# [Problem to solve]
Render every line of the entries below as a JSON list of strings, one string per line, skipping blank lines and leaving out the picture.

Dataset records
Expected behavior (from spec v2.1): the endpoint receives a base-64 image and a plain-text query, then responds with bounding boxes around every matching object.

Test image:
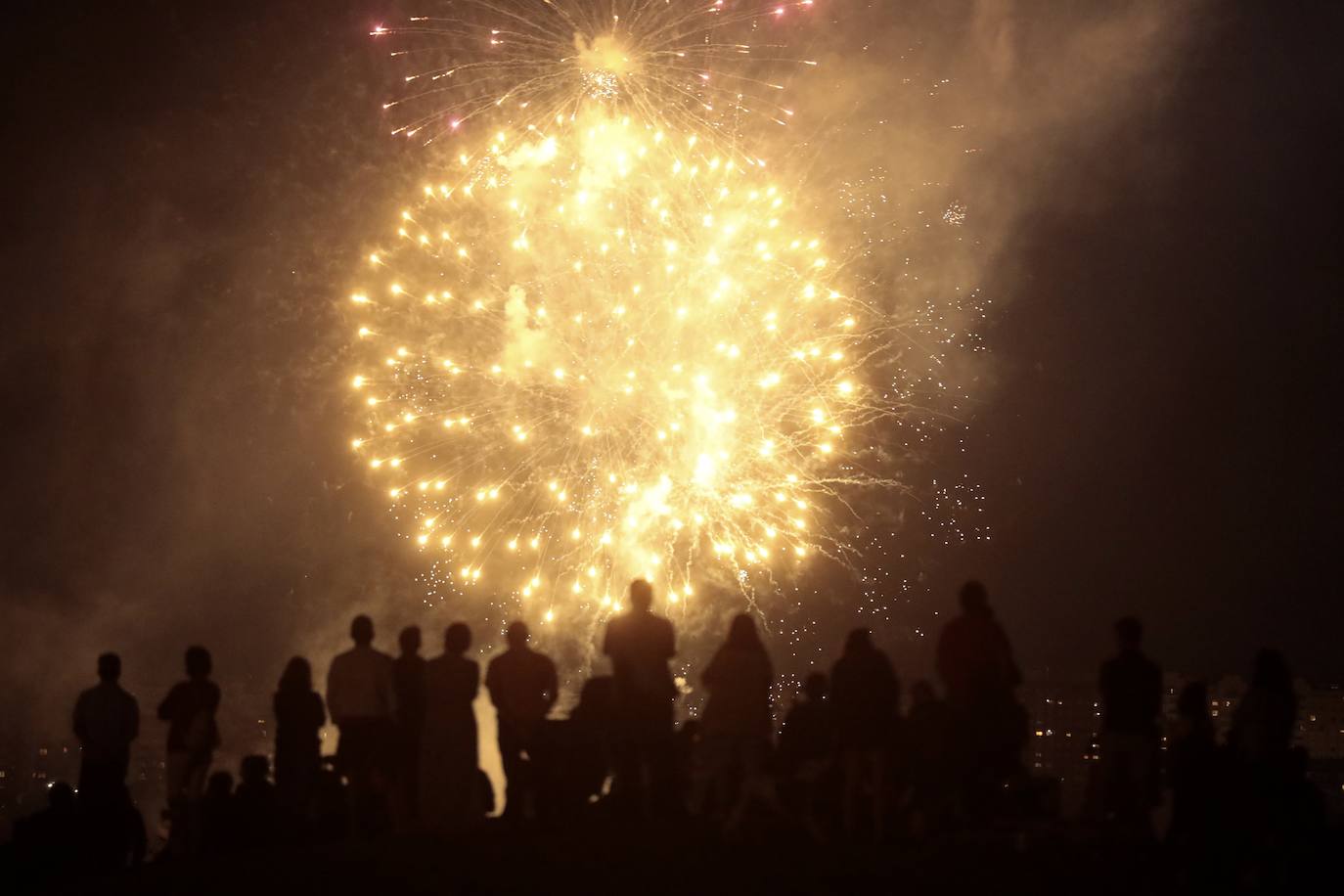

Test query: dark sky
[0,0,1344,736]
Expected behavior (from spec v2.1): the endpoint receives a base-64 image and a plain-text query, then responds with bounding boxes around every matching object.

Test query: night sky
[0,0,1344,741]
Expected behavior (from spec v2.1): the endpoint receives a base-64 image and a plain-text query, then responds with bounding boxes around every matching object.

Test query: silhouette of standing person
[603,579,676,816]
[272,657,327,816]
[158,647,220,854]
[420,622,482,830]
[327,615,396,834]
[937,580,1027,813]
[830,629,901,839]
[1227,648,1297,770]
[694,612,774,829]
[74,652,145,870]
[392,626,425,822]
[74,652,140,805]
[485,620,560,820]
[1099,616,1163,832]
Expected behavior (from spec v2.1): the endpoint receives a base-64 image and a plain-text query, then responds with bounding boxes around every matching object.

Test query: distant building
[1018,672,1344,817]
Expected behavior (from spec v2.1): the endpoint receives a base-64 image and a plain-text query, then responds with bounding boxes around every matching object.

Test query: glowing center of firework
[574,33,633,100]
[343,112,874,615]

# [Output of the task]
[
  "Expected behavior (from spec v2.1): the endpoint receives a base-64 image and a plain-text query, then responds with bounding boxes around every matching object.",
  "Test image:",
  "Test query: dark sky",
  "[0,0,1344,736]",
  "Expected behavior (from spec v2.1): the endpoint receives a base-64 image and a plain-text query, then responds with bounding boxes around every matching object.",
  "Test query: night sky",
  "[0,0,1344,741]",
  "Expected behavior (from spec v2.1): the endpoint receives a base-64 image and a plain-text query, then responds with bounding boxes around every matching object.",
  "Test query: silhouette of standing person",
  "[603,579,676,816]",
  "[272,657,327,816]",
  "[158,647,220,854]",
  "[420,622,482,830]",
  "[327,615,396,834]",
  "[937,580,1027,813]",
  "[830,629,901,839]",
  "[1227,648,1297,770]",
  "[694,612,774,829]",
  "[74,652,145,870]",
  "[392,626,425,822]",
  "[74,652,140,805]",
  "[485,620,560,820]",
  "[1099,616,1163,832]",
  "Expected behavior (from spec v2.1): the endpoint receives a base-64 image and a plain-text query, then responds with bounding boxes around every matching object.",
  "Test query: distant building",
  "[1018,672,1344,817]",
  "Expected behavior (from spec v2.1): the endpoint receives a base-64 image and a plain-text query, then responds with bounding boxes around every matching object.",
  "Test query: glowing center of firework",
  "[574,33,633,100]",
  "[343,112,874,615]"
]